*TEXTE FOURNI*.
1896. Un jeune prêtre dynamique Pasquale de Nisco les pousse à défricher le sol, pour y faire pousser des oignons, des haricots, des pommes de terre, des melons et des arbres fruitiers… Il distribue des graines et des bulbes. On élève des cochons, on fait pousser de la vigne, les commerces apparaissent, les manufactures ainsi que les écoles voient le jour … La communauté prospère, comme un microcosme autonome, loin des autres communautés voisines, galloises, anglaises et allemandes. 

Le mystère de Roseto

1961. Un médecin local rencontre le docteur Steward Wolf, qui dirige alors le département de médecine de l’Oklahoma. Il lui fait part d’une caractéristique étonnante. À la différence des communautés environnantes, il a en effet remarqué que les habitants de Roseto sont rarement atteints de maladie cardiaque. Intrigué, le docteur Wolf décide de faire passer des tests médicaux à tous les habitants. Les résultats ont été sidérants, écrit -il. À Roseto, aucune personne de moins de 55 ans n’était morte de crise cardiaque ou ne présentait de symptôme de maladie cardiaque. Chez les hommes de plus de 65 ans, le taux de mortalité par crise cardiaque ne représentait que la moitié de celui de l’ensemble des Etats-Unis. En fait, à Roseto, le taux de mortalité, toutes causes confondues, était de 30 % à 35 % inférieur au résultat attendu. 

L’enquête

D’où vient cette santé peu commune ? Serait-elle liée à l’alimentation ? Le docteur Steward Wolf pense spontanément à l’huile d’olive, typique du régime méditerranéen. Mais les habitants de Roseto ne pouvaient pas s’en offrir : 41 % de leurs calories provenaient de graisses animales. D’ailleurs, certains étaient obèses et sédentaires. La génétique ? Wolf constate que d’autres immigrants originaires de Roseto établis ailleurs aux États-Unis ne bénéficient pas de cette santé insolente. La géographie ? Aucune étude sur l’eau ou l’environnement n’apportent de réponse valable.

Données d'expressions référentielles
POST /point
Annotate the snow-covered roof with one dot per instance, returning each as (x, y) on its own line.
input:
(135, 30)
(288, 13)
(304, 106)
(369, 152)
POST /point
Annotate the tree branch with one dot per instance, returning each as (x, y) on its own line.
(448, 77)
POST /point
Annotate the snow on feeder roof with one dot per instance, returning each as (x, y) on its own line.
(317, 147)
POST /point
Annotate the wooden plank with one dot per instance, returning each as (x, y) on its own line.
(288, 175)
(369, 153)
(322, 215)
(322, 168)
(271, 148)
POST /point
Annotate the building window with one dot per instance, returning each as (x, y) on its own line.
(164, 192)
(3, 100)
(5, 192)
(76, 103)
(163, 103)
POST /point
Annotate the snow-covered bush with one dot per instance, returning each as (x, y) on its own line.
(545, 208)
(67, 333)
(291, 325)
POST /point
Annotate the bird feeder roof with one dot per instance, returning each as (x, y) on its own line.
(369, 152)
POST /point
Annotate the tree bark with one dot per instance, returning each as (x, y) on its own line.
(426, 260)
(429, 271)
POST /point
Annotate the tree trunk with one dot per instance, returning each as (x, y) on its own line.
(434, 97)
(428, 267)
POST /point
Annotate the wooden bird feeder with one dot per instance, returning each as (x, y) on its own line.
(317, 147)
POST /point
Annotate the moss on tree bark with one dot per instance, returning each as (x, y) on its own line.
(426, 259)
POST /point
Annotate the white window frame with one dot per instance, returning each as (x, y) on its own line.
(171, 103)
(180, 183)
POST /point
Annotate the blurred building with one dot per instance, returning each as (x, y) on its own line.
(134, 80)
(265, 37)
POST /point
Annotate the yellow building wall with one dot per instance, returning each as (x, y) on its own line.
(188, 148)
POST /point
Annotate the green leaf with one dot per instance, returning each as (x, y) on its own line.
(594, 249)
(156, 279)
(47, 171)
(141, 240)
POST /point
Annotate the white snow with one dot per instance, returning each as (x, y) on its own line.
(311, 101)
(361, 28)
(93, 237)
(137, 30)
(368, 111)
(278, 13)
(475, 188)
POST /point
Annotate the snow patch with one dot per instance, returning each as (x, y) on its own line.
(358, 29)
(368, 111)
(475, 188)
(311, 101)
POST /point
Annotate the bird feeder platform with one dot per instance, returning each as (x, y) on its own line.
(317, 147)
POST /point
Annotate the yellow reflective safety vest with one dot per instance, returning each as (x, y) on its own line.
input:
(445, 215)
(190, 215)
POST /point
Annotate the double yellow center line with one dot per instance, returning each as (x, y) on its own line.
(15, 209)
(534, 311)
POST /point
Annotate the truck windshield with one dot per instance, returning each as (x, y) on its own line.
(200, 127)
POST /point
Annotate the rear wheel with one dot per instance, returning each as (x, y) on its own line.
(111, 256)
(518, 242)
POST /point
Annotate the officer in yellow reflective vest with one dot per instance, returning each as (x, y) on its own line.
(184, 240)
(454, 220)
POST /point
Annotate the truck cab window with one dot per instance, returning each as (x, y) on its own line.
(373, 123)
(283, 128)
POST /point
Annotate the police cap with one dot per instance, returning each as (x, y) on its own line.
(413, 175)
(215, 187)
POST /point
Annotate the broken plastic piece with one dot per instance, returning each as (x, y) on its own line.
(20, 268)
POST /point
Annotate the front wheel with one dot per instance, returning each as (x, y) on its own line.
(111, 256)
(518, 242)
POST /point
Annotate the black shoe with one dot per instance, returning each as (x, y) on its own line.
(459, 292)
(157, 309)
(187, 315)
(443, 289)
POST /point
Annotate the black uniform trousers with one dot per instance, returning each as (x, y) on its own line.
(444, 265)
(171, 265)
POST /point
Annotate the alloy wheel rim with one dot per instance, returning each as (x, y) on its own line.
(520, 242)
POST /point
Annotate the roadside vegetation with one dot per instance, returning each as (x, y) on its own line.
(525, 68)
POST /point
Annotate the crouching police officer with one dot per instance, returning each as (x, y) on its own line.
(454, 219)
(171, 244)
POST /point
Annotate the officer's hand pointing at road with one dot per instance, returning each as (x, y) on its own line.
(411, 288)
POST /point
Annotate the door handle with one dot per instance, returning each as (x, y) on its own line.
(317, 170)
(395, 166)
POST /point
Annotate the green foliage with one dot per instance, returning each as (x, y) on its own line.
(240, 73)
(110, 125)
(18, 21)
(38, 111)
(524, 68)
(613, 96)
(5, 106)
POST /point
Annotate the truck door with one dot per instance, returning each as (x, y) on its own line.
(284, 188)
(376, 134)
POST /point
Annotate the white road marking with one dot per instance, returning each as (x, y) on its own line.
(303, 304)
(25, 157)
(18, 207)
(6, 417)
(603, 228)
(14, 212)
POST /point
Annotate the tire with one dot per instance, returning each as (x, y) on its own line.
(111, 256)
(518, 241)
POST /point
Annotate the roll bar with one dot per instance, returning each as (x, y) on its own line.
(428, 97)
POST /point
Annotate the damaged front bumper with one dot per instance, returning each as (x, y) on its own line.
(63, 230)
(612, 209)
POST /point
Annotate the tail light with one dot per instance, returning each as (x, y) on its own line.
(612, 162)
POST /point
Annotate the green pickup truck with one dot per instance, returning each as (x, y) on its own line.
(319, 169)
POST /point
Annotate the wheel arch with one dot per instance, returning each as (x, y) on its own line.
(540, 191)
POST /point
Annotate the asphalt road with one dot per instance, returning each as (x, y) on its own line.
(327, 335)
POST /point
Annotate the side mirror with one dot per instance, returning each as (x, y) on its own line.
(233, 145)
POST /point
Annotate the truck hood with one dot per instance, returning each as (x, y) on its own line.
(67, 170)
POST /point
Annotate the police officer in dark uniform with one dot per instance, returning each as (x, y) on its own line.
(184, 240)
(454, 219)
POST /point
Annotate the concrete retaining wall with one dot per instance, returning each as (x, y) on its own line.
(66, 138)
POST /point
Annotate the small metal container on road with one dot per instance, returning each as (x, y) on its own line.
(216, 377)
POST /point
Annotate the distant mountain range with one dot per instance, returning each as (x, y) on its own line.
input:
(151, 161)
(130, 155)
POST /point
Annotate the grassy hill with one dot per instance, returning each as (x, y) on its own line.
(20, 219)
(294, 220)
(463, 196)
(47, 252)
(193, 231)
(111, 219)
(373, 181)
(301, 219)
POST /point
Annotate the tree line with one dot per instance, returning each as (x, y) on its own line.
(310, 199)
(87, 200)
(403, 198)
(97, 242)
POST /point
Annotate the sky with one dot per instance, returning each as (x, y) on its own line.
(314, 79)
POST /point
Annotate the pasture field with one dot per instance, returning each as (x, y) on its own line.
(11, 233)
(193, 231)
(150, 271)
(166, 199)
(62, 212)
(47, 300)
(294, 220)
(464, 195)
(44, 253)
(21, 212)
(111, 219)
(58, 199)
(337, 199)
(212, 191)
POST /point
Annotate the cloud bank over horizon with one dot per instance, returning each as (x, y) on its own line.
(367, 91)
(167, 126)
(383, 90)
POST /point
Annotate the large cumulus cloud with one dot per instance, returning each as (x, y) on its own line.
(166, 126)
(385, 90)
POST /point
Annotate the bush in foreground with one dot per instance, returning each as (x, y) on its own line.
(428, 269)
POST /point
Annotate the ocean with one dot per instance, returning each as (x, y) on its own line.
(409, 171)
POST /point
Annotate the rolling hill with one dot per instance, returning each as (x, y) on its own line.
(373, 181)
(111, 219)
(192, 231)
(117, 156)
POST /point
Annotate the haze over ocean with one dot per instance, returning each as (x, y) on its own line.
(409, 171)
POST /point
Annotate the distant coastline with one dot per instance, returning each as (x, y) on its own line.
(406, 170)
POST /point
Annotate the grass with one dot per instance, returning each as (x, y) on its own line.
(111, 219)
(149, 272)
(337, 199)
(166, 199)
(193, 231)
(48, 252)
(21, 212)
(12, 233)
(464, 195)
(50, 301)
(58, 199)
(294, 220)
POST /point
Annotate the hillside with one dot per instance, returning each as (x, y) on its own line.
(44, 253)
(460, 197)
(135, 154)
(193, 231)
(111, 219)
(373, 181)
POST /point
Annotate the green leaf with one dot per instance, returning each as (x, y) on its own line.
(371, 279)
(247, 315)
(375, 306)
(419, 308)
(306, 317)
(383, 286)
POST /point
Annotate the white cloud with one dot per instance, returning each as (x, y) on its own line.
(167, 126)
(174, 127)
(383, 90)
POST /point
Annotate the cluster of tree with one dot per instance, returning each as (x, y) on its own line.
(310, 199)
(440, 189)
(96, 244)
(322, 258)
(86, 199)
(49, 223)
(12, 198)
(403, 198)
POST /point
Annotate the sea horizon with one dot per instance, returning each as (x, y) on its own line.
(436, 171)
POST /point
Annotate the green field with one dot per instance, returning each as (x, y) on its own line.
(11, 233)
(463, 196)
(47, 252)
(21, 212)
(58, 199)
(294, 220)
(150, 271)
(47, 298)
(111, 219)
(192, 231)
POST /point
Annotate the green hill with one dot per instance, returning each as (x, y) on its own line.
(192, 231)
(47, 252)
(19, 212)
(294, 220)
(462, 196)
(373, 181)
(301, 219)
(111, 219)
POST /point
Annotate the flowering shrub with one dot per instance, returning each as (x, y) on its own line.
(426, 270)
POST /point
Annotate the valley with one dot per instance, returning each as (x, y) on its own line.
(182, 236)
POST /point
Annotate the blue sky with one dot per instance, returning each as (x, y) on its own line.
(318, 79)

*CONSIGNE DE TRAVAIL 1*.
Répondez aux questions suivantes à partir du texte sur Roseto.
(a) Qu'est-ce que Pasquale de Nisco pousse les habitants à faire pousser en défrichant le sol ?
(b) Quel département le docteur Steward Wolf dirige-t-il en 1961 ?
(c) Quelle part des calories des habitants de Roseto provenait de graisses animales ?
*CONSIGNE DE TRAVAIL 2*. Traduisez en anglais cette phrase du texte sur Roseto : « Intrigué, le docteur Wolf décide de faire passer des tests médicaux à tous les habitants. »
Les lignes ne sont pas nécessaires.

*RÉPONSE ATTENDUE 1*.
(a) Des oignons, des haricots, des pommes de terre, des melons et des arbres fruitiers.
(b) Le département de médecine de l'Oklahoma.
(c) 41 %.

*RÉPONSE ATTENDUE 2*. Intrigued, Dr. Wolf decides to have all the residents undergo medical tests.